* [GESTELLTE AUFGABE] Zitiere aus dem Dokumentauszug wortgetreu die Passage von „Bild: Zumindest ihr“ bis einschließlich „überzogen werden muss.“.

* [DOKUMENTAUSZUG]
Bild: Zumindest ihr Urlaub macht neidisch: Alice (Lavinia Wilson) und Niklas (E…
Die Filme, die in der jüngsten Vergangenheit spielen, haben es gegenwärtig
besonders schwer: Noch vor einem Jahr hätte man als Zuschauer das
Mittelstandspärchen Alice ([1][Lavinia Wilson]) und Niklas ([2][Elyas
M’Bar]ek) wohl als völlig normal empfunden. Im „new abnormal“ von heute
dagegen hat man zunächst damit zu tun, die Neidgefühle wegzudrücken. Dieses
sorglose Umarmen, dieses freie Bewegen, das einfache In-Urlaub-Fahren! Ganz
zu schweigen vom Wohlstand, der sich darin zeigt, dass man sich das leisten
kann, auch wenn die eine oder andere Kreditlinie überzogen werden muss.

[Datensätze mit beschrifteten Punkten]
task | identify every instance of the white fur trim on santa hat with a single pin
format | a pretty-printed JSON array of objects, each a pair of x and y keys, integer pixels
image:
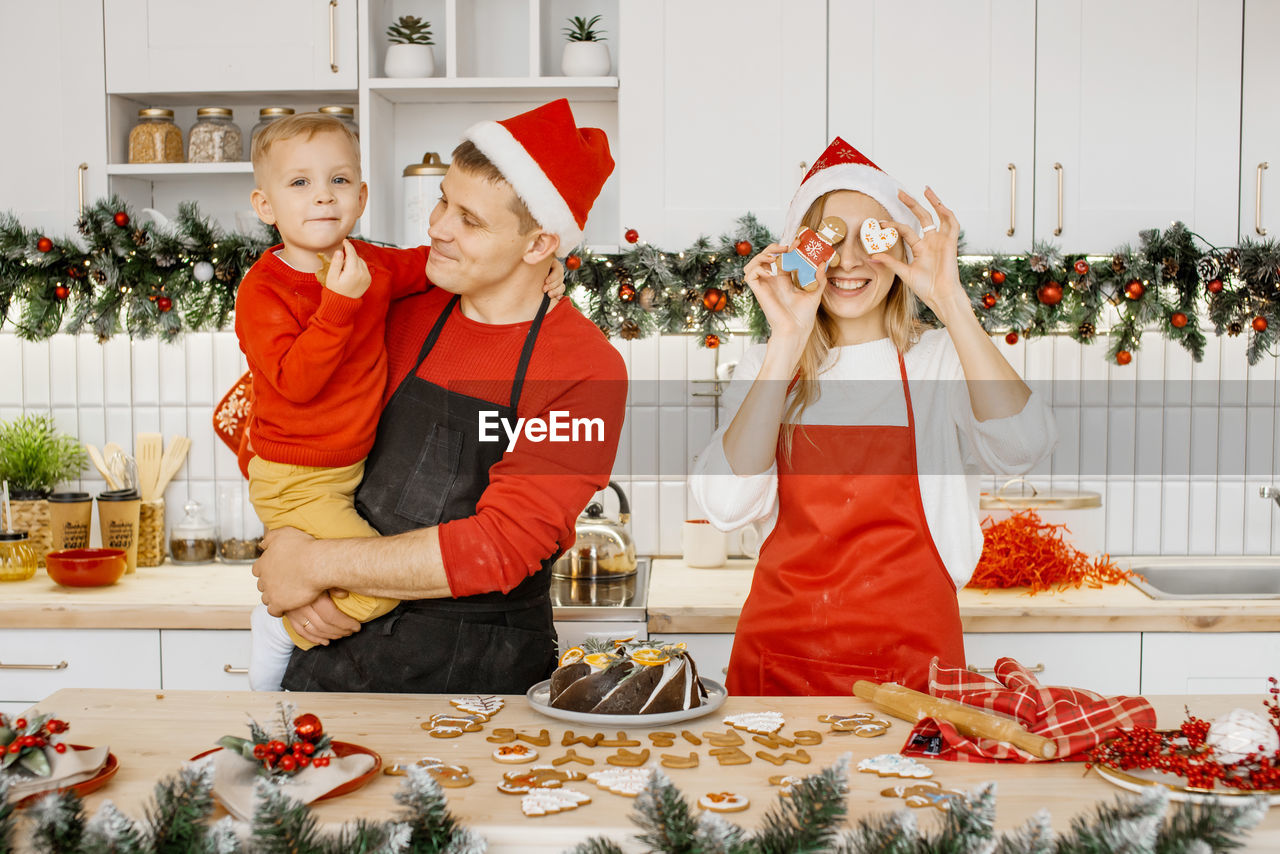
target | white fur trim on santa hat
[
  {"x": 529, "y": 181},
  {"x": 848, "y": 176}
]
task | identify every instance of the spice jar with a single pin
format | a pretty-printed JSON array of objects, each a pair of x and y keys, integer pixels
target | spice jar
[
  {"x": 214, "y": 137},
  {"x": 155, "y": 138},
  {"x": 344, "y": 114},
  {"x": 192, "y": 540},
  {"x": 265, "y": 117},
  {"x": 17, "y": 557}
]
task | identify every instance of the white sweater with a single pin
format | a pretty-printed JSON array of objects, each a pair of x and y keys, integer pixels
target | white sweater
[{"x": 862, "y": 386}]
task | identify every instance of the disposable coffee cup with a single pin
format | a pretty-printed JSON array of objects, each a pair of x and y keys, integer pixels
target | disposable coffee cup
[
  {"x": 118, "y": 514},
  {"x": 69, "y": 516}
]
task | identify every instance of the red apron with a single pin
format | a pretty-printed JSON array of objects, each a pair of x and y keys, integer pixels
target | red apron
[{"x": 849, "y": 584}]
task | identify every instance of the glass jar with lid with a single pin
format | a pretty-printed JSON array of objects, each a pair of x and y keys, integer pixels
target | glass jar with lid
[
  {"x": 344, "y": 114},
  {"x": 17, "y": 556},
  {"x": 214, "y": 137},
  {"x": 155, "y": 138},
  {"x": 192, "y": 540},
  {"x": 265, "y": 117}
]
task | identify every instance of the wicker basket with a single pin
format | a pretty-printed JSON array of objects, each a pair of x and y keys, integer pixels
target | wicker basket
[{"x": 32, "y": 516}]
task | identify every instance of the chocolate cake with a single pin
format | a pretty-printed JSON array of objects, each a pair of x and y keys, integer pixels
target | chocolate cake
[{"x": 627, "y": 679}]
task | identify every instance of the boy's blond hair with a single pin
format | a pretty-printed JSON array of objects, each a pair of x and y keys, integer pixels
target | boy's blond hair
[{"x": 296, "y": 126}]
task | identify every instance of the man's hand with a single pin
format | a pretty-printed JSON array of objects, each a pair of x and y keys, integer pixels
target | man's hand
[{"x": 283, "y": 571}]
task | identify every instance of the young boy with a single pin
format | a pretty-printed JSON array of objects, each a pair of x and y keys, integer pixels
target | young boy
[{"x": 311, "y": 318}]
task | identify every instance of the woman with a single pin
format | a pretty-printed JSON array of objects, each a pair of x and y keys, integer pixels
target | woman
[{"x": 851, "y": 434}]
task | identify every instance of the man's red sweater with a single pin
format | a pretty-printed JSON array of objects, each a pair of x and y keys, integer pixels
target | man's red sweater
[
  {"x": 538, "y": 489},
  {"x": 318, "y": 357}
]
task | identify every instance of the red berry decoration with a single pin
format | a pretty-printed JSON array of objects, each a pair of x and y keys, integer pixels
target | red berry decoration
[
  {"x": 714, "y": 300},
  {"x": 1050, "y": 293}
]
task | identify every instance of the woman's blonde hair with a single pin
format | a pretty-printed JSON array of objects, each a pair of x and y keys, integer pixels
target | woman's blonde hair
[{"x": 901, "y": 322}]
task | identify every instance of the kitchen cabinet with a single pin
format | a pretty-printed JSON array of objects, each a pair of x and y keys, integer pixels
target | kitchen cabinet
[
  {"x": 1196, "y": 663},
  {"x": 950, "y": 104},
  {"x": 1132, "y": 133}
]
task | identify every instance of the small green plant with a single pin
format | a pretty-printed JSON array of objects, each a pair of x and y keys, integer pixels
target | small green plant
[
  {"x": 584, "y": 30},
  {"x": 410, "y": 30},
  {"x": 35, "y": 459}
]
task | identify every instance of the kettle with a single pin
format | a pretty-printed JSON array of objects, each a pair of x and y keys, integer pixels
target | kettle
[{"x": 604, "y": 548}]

* [ERGEBNIS DER AUFGABE]
Bild: Zumindest ihr Urlaub macht neidisch: Alice (Lavinia Wilson) und Niklas (E…
Die Filme, die in der jüngsten Vergangenheit spielen, haben es gegenwärtig
besonders schwer: Noch vor einem Jahr hätte man als Zuschauer das
Mittelstandspärchen Alice ([1][Lavinia Wilson]) und Niklas ([2][Elyas
M’Bar]ek) wohl als völlig normal empfunden. Im „new abnormal“ von heute
dagegen hat man zunächst damit zu tun, die Neidgefühle wegzudrücken. Dieses
sorglose Umarmen, dieses freie Bewegen, das einfache In-Urlaub-Fahren! Ganz
zu schweigen vom Wohlstand, der sich darin zeigt, dass man sich das leisten
kann, auch wenn die eine oder andere Kreditlinie überzogen werden muss.